Specifically, the project will emphasize programs that focus on physical activity, oral health and nutrition. The timing is vital, as research has shown that Kansans with disabilities are seven times more likely to perceive their health status as fair or poor compared with individuals without disabilities. Also, Kansans with disabilities are significantly less likely to participate in recommended levels of physical activity compared with their peers without disabilities, despite reporting they want to be more physically active, said Jean Hall, director of the Institute for Health and Policy Disability Studies and principal investigator of the grant.

“There are programs out there across Kansas that are effective but just may not be accessible,” Hall said. “We want to help agencies and programs make sure they are accessible and help show their communities that as well.”

Common barriers to increased physical activity for individuals with disabilities include a lack of accessible exercise facilities, lack of provider knowledge of how to support activity for people with disabilities and lack of physical activity programs designed specifically for people with mobility limitations or intellectual/developmental disabilities, the Institute’s research has shown.

In the first phases of the project, researchers will work with community partners to form consumer advisory boards of Kansans with mobility impairments and/or intellectual disabilities and their family members to gather feedback on obstacles to health program accessibility. With that information, they will help develop and deliver interventions and recommendations to make the programs more widely available. One example is providing professional development to dental health professionals on how best to serve individuals with mobility limitations or intellectual/developmental disabilities, two populations that often do not seek oral health services.

As interventions are formed and implemented, researchers will monitor progress and work with community partners to both improve services and continue providing them after the grant ends.

Currently, KU researchers are working with 21 agencies throughout Kansas such as the Kansas Department of Health and Environment, Centers for Independent Living, county health departments, the Special Olympics and Area Health Education Centers. They will add more partners throughout the project.

Nationally, about 20 percent of the population has some kind of disability, which often impedes access to health services. That trend holds in Kansas, as research has shown that more than 80 percent of the state’s residents with disabilities do not consume the recommended five servings of fruits and vegetables per day, and nearly three-quarters are overweight or obese.

“We want to address those disparities so everyone has the same access to health services and ultimately the same ability to improve their health outcomes,” Hall said.

[Rows from a box labeling dataset]
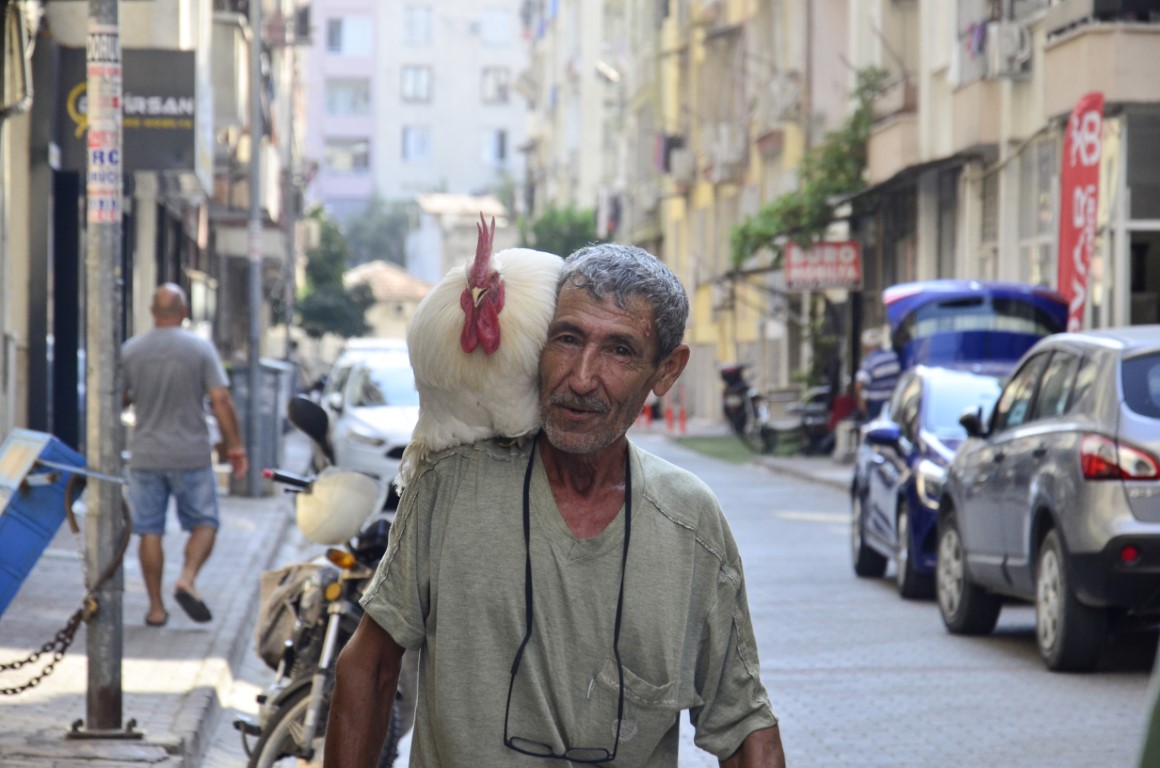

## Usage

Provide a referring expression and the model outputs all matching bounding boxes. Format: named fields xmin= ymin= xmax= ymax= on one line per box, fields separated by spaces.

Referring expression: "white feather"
xmin=398 ymin=248 xmax=561 ymax=491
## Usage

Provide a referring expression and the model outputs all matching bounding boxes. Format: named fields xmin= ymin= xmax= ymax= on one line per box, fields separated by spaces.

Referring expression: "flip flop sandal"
xmin=173 ymin=589 xmax=213 ymax=624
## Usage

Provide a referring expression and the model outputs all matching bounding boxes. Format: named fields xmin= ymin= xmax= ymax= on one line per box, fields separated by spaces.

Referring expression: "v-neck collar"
xmin=529 ymin=441 xmax=640 ymax=560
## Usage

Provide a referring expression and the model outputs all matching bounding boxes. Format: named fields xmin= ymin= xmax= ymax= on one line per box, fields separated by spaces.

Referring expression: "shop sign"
xmin=784 ymin=240 xmax=862 ymax=291
xmin=1059 ymin=92 xmax=1103 ymax=332
xmin=57 ymin=48 xmax=198 ymax=173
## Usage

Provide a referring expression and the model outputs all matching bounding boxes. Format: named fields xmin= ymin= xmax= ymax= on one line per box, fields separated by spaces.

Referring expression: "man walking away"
xmin=854 ymin=328 xmax=901 ymax=421
xmin=122 ymin=283 xmax=248 ymax=626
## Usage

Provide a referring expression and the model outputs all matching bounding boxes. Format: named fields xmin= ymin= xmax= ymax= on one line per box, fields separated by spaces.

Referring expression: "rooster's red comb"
xmin=467 ymin=212 xmax=495 ymax=285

Goals:
1. In the text about the Kansas disability health project, give the stretch from "As interventions are" through "overweight or obese." again, swapping "community partners" for "local partners".
2. Shorten the paragraph of the Kansas disability health project text that begins "In the first phases of the project" while keeping its main facts.
3. List every agency or organization that the Kansas disability health project text names as one KU researchers are currently working with.

Full answers:
1.
As interventions are formed and implemented, researchers will monitor progress and work with local partners to both improve services and continue providing them after the grant ends.

Currently, KU researchers are working with 21 agencies throughout Kansas such as the Kansas Department of Health and Environment, Centers for Independent Living, county health departments, the Special Olympics and Area Health Education Centers. They will add more partners throughout the project.

Nationally, about 20 percent of the population has some kind of disability, which often impedes access to health services. That trend holds in Kansas, as research has shown that more than 80 percent of the state’s residents with disabilities do not consume the recommended five servings of fruits and vegetables per day, and nearly three-quarters are overweight or obese.

2. Early on, researchers and community partners will form consumer advisory boards of Kansans with mobility impairments and/or intellectual disabilities and their families to learn what keeps health programs from being accessible. They will use that feedback to develop and deliver interventions and recommendations that make the programs more widely available. One example is professional development that teaches dental health professionals how best to serve people with mobility limitations or intellectual/developmental disabilities, two groups that often do not seek oral health services.

3.
- Kansas Department of Health and Environment
- Centers for Independent Living
- county health departments
- the Special Olympics
- Area Health Education Centers